**Objective:** Copy the part of the listing below word for word, from the line with "Target: perforated facade panel" to the line with "(1094, 358)", including both of those lines.

**The records:**
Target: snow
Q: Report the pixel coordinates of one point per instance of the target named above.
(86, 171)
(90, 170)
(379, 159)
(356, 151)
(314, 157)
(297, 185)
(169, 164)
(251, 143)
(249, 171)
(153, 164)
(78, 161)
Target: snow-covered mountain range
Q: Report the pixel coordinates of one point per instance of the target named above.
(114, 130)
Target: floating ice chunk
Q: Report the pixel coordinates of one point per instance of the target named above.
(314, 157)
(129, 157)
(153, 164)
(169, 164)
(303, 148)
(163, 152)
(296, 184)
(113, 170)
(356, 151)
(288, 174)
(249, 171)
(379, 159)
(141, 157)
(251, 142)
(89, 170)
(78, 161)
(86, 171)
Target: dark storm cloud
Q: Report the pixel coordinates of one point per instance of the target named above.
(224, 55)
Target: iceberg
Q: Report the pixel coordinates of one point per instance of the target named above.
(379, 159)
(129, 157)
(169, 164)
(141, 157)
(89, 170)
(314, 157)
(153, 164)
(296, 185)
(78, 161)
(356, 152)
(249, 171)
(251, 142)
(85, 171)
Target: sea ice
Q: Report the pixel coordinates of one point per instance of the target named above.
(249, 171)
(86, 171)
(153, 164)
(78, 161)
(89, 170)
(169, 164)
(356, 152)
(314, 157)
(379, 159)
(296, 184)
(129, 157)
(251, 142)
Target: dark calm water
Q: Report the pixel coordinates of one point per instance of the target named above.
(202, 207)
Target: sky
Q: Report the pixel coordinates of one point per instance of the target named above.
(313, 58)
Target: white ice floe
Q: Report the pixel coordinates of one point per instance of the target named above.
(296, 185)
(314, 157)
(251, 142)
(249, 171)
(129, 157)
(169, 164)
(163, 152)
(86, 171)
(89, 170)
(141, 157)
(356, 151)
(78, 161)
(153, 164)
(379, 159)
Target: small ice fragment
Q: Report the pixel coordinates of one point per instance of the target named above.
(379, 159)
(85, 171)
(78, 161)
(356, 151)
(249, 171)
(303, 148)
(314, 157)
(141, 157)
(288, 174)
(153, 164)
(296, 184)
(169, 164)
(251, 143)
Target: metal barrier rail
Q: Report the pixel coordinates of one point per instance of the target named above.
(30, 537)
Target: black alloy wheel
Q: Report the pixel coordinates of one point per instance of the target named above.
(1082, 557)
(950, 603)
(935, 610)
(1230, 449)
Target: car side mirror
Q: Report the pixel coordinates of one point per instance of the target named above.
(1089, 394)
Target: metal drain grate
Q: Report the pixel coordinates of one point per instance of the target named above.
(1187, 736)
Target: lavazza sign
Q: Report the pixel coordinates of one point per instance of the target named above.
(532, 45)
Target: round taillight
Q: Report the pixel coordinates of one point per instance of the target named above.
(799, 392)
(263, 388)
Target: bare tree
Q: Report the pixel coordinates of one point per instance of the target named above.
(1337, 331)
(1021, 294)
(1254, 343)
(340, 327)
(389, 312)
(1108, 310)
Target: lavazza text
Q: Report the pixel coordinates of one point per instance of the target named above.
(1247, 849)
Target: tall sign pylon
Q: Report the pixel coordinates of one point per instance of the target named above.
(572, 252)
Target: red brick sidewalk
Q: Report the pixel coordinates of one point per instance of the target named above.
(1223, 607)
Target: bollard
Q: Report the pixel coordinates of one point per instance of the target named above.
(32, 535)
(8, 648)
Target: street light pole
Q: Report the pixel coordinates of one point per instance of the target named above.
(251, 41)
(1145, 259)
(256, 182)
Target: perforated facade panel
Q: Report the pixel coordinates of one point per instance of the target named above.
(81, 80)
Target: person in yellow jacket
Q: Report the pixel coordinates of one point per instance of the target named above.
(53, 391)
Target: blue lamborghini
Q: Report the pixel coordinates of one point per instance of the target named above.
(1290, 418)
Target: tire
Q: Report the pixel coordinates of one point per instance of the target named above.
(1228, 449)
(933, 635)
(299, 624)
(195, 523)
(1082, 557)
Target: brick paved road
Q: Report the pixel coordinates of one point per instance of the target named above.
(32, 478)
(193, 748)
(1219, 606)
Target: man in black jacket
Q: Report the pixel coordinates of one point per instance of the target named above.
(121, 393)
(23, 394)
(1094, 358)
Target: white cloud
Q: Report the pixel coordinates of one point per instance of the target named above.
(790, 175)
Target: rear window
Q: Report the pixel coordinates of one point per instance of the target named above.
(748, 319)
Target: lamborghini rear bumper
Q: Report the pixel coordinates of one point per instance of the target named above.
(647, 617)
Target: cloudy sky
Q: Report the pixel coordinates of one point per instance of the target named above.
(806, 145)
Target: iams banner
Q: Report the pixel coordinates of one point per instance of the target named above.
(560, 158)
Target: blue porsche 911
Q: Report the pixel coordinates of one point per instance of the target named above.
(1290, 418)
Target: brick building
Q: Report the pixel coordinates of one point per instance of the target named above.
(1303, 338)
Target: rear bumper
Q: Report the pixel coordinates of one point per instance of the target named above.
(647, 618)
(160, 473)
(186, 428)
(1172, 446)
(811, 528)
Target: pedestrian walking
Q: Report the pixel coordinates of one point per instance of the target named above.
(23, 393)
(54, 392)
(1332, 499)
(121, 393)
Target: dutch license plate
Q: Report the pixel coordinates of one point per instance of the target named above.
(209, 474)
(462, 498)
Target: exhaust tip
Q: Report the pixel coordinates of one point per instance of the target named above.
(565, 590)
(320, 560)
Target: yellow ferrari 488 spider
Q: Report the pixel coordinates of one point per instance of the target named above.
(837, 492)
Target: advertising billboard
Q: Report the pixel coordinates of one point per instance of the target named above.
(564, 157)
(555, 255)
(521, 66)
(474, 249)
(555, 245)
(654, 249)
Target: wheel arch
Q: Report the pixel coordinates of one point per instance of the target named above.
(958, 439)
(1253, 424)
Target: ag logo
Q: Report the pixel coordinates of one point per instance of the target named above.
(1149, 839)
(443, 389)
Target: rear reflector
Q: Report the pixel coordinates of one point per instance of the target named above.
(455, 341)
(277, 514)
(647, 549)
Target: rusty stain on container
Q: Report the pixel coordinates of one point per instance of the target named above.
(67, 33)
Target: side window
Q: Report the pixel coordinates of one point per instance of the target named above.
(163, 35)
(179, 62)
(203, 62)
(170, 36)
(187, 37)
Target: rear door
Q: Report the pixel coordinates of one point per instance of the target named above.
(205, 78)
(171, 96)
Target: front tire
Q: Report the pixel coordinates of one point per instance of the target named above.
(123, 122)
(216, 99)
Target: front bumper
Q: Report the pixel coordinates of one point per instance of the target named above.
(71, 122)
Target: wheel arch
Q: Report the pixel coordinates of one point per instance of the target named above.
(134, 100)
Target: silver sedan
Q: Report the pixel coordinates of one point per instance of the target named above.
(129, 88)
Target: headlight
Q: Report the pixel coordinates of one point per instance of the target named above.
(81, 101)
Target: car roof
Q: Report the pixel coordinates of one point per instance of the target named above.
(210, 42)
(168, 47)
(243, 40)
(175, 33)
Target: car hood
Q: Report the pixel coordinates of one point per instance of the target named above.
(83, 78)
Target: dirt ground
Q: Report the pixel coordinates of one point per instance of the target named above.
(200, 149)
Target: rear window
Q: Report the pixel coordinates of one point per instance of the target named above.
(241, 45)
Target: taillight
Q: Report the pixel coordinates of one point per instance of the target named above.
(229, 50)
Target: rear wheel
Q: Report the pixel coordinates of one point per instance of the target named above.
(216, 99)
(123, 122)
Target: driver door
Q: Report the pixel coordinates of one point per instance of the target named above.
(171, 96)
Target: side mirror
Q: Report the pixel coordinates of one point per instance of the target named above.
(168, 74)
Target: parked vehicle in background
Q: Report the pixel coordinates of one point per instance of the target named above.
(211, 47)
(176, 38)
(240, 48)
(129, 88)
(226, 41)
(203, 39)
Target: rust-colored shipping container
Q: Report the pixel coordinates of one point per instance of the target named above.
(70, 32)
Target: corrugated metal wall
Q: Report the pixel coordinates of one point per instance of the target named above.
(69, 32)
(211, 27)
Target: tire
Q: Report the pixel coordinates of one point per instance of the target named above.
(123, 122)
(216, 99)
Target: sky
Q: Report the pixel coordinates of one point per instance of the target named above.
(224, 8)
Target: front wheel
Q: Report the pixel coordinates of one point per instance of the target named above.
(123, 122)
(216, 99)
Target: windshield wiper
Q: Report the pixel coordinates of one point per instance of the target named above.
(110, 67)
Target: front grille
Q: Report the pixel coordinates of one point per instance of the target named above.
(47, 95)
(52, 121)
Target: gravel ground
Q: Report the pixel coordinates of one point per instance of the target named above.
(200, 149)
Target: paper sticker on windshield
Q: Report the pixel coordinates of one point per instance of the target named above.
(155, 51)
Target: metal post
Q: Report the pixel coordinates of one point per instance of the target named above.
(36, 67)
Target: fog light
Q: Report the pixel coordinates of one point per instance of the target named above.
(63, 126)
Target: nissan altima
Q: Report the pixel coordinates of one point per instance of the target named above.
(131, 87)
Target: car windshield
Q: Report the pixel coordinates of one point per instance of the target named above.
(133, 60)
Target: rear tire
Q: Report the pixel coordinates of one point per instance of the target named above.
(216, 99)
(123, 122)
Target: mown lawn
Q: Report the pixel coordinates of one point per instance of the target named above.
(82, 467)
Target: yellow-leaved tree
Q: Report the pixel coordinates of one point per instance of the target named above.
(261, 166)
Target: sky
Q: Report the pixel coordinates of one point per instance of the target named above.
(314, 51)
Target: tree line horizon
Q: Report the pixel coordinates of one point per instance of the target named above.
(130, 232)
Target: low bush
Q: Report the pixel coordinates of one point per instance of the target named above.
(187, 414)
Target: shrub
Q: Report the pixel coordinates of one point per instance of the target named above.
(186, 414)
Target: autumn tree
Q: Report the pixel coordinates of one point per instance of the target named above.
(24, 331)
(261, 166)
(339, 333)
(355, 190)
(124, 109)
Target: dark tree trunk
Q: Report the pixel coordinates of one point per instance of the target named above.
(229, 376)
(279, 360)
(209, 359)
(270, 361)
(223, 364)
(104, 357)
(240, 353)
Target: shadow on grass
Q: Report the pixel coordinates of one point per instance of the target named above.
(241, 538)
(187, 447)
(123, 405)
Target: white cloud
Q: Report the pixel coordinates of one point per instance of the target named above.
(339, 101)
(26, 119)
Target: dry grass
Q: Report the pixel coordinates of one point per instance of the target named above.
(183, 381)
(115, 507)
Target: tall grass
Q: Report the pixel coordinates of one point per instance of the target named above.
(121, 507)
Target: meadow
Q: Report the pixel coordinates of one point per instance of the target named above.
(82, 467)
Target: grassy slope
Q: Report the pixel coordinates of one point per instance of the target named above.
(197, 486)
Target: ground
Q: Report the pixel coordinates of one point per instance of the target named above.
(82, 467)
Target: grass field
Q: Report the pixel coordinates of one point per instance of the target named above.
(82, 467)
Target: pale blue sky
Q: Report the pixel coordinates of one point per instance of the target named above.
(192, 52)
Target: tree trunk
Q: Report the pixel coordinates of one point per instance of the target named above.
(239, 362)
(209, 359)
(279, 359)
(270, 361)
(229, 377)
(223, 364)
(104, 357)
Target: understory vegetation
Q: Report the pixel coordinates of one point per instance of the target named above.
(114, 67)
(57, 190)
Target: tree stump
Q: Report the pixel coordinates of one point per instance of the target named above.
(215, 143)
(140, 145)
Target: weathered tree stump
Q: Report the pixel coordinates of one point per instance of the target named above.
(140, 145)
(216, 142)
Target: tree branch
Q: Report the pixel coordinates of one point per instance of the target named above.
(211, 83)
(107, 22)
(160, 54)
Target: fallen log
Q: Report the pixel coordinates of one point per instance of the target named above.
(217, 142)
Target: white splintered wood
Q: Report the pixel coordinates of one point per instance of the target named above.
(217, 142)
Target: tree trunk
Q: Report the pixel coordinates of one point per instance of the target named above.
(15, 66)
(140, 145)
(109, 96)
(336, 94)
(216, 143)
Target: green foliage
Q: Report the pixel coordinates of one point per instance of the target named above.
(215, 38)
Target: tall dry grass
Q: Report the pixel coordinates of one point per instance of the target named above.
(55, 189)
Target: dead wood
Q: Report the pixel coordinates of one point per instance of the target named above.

**Expected output:**
Target: perforated facade panel
Q: Report the pixel coordinates of one point per instance of the target named above.
(81, 80)
Target: person in yellow jacket
Q: Report the pixel coordinates of one point per instance of the target named above.
(53, 391)
Target: blue lamborghini
Q: Report the pixel coordinates of one point per instance of the target named above.
(1290, 418)
Target: tire
Q: Report the pixel coordinates of one point per instance of the target named above.
(1228, 449)
(933, 635)
(299, 624)
(195, 523)
(1082, 557)
Target: brick paved road
Q: Report the pixel coordinates of one point per instance of the target named above.
(32, 478)
(193, 748)
(1219, 606)
Target: man in black jacket
Q: Report the pixel coordinates of one point per instance of the target named above.
(121, 393)
(23, 394)
(1094, 358)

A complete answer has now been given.